Written exercise: Pictures do not belong in the copy; quote every entry below exactly.

Data to process:
-=-=-=-=-
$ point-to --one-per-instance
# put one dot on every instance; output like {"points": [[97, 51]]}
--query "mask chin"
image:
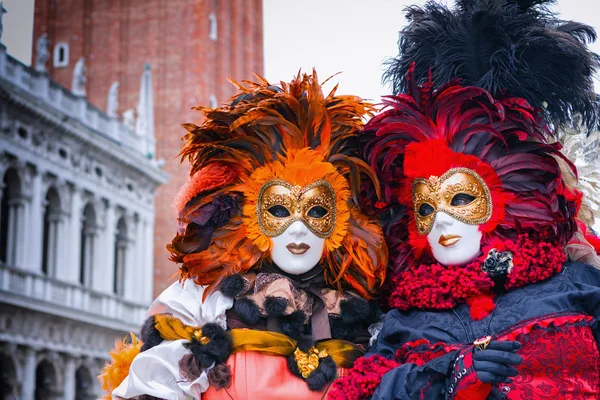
{"points": [[297, 250], [453, 242]]}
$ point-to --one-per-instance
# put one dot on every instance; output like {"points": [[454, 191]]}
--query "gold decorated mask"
{"points": [[280, 204], [460, 193]]}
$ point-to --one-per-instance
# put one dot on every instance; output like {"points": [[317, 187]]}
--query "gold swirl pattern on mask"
{"points": [[438, 192], [298, 201]]}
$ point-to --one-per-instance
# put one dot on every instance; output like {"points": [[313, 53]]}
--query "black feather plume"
{"points": [[508, 47]]}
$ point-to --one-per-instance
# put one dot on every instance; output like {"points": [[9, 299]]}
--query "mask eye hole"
{"points": [[317, 212], [426, 210], [279, 212], [462, 199]]}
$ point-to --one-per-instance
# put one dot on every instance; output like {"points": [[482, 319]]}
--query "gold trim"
{"points": [[296, 191], [425, 224]]}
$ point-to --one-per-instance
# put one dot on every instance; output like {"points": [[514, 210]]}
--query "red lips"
{"points": [[297, 248]]}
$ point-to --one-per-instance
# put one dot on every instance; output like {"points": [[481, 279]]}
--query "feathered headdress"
{"points": [[515, 48], [426, 132], [291, 132]]}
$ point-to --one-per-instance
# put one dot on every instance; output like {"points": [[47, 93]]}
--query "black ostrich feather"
{"points": [[508, 47]]}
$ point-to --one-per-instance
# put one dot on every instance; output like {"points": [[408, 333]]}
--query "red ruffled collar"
{"points": [[438, 287]]}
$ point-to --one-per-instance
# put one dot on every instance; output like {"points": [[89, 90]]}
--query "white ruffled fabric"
{"points": [[155, 372]]}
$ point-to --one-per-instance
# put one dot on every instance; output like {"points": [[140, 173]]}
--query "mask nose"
{"points": [[297, 230], [442, 220]]}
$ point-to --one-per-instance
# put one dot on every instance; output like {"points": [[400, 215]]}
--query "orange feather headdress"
{"points": [[291, 132]]}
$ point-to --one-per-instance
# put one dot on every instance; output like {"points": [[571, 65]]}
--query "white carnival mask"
{"points": [[297, 250]]}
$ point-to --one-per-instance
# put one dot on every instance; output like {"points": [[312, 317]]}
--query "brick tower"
{"points": [[191, 47]]}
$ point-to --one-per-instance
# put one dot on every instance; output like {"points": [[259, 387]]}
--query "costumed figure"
{"points": [[490, 298], [277, 262]]}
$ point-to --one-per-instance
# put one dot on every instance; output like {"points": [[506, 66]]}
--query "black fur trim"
{"points": [[375, 314], [305, 343], [247, 310], [325, 373], [355, 309], [216, 351], [293, 324], [275, 306], [232, 285], [149, 334]]}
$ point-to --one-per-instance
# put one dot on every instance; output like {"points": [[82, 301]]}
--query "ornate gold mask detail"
{"points": [[280, 204], [460, 193]]}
-=-=-=-=-
Solution to the exercise:
$ point-to --one-per-instance
# put one dot on every instance; output like {"points": [[97, 51]]}
--query "mask chin"
image:
{"points": [[297, 250], [453, 242]]}
$ point-to --one-per-instance
# put one dot on every instance; output like {"points": [[454, 191]]}
--query "gold decorated mask"
{"points": [[280, 204], [460, 193]]}
$ point-to --one-per-instance
# put one dot on every instance; output like {"points": [[317, 187]]}
--query "gold swirl pattern on mask"
{"points": [[438, 192], [298, 201]]}
$ point-to --one-per-instance
# put one dot on every instance; output like {"points": [[313, 53]]}
--query "black feather plume"
{"points": [[508, 47]]}
$ point-to --one-per-instance
# put one dot on every instance; output like {"points": [[9, 299]]}
--query "mask eye hole"
{"points": [[317, 212], [426, 210], [279, 212], [462, 199]]}
$ point-to --one-per-instance
# put one dot on every instance; output like {"points": [[482, 319]]}
--query "gold trim"
{"points": [[296, 191], [425, 224]]}
$ point-to --one-per-instance
# put one dot on every instance; output like {"points": [[514, 210]]}
--query "red lips"
{"points": [[297, 248]]}
$ point-to --one-per-instance
# put one dot on every instance; output like {"points": [[481, 279]]}
--query "feathered headdress"
{"points": [[515, 48], [426, 132], [291, 132]]}
$ point-to --one-per-instance
# put one dot on every instance; output like {"points": [[47, 93]]}
--query "black ostrich feather"
{"points": [[508, 47]]}
$ point-to --one-per-instance
# put one dot on every instance; output like {"points": [[408, 333]]}
--query "red ruffled collar"
{"points": [[438, 287]]}
$ point-to --one-per-instance
# put one dot on every instance; output like {"points": [[89, 90]]}
--query "white ruffled fabric"
{"points": [[155, 372]]}
$ point-to --one-per-instance
# put one dot on every instance; output like {"points": [[140, 173]]}
--query "mask nose"
{"points": [[297, 230], [442, 220]]}
$ point-to --one-per-instance
# put one dot on every instance; output like {"points": [[400, 215]]}
--query "orange feather headdress"
{"points": [[291, 132]]}
$ point-to --one-per-instance
# put one dot on every instance; output like {"points": [[571, 65]]}
--query "white carnival mask"
{"points": [[297, 250]]}
$ point-to --one-per-instance
# put one dot on every instance; output like {"points": [[312, 317]]}
--query "brick tower"
{"points": [[191, 47]]}
$ point-to --one-per-instance
# put one dot on every instance; output like {"points": [[259, 387]]}
--query "costumed figure"
{"points": [[490, 298], [277, 262]]}
$ point-to --one-per-instance
# put one dot on every instance; output like {"points": [[506, 66]]}
--query "black fur trim"
{"points": [[375, 314], [305, 343], [247, 310], [325, 373], [355, 309], [216, 351], [293, 324], [275, 306], [232, 285], [149, 334]]}
$ point-to --one-per-instance
# put one dot on every instance; output like {"points": [[82, 301]]}
--query "ornate gold mask detail"
{"points": [[280, 204], [460, 193]]}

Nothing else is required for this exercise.